>>>

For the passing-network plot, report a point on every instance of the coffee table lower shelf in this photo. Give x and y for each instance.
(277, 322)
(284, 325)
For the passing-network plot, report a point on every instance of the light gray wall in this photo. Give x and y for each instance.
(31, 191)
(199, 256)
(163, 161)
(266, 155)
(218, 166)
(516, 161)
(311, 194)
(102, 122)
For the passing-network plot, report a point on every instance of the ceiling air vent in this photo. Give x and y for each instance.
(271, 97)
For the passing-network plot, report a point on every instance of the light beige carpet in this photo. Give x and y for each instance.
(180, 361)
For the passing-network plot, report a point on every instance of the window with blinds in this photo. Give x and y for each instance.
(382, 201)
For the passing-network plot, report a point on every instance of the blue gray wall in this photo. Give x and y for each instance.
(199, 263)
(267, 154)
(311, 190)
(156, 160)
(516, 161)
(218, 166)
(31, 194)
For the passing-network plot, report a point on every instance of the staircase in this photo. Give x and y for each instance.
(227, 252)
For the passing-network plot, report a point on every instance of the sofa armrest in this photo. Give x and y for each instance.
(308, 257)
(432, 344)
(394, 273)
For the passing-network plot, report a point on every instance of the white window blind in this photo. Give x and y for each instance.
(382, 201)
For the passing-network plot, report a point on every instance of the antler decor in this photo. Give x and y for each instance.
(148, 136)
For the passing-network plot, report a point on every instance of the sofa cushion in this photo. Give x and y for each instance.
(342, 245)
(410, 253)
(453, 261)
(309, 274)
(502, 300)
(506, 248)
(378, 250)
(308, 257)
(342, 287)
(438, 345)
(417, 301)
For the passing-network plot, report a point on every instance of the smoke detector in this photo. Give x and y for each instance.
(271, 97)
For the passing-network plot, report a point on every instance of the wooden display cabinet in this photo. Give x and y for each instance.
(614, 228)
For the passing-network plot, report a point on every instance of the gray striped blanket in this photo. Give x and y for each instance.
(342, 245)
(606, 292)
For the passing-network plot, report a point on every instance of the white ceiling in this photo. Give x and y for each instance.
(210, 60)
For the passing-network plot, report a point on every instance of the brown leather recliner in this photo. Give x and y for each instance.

<<<

**Requirement**
Whatever the entries say, repeat all of them exactly.

**Answer to the problem**
For the passing-network plot, report a point on every instance of the coffee table lower shelf in this photo. Give x and y for each instance.
(277, 322)
(284, 325)
For the passing-network plot, report a point on every instance of the light gray wall in this photo. Give x and y for each instance.
(31, 191)
(199, 256)
(163, 161)
(266, 155)
(218, 166)
(516, 161)
(311, 194)
(102, 122)
For the passing-network plot, report a point on every instance of the ceiling air vent in this photo. Give x and y for each instance.
(271, 97)
For the passing-network plot, report a point on every instance of the light beige carpet in this photo. Give x and y for each instance.
(180, 361)
For the passing-network plot, report a point on every instance of the window with blinds in this photo. Give x and y for each instance.
(382, 201)
For the passing-network plot, report a point on every instance of the blue gray wall in this photo. Give x and y for each instance.
(199, 263)
(267, 154)
(311, 190)
(156, 160)
(516, 161)
(218, 166)
(31, 194)
For the passing-network plot, report a point on every instance of the staircase in this photo. Give x and y for each instance.
(227, 252)
For the passing-network plot, report a point on every instance of the sofa armrest in this photo. Give x and y for each instance.
(308, 257)
(432, 344)
(394, 273)
For the passing-network plot, report a point on every instance of the white window blind in this photo. Give x and y for each instance.
(382, 201)
For the passing-network plot, report a point on every instance of the antler decor in this photo. Give x and y for each instance.
(148, 136)
For the passing-network plot, report a point on every instance of the sofa cushion in this photo. Give x and y for each instance.
(342, 245)
(410, 253)
(453, 261)
(309, 274)
(502, 300)
(506, 248)
(378, 250)
(308, 257)
(342, 287)
(438, 345)
(417, 301)
For the passing-network plot, report a point on every instance of the smoke detector in this photo. Give x and y for each instance.
(271, 97)
For the passing-network plot, report a point on every instance of the wooden display cabinet in this photo. Give x and y for each instance.
(614, 228)
For the passing-network plot, report a point on every instance of the gray striped blanket in this photo. Give x and y for each instance.
(342, 245)
(606, 292)
For the passing-network plot, report a point on every instance of the white ceiling in this photo. Give x and y for each instance.
(210, 60)
For the passing-network plot, report a point on every instance of the brown leather recliner in this photo. Give x and y for each instance.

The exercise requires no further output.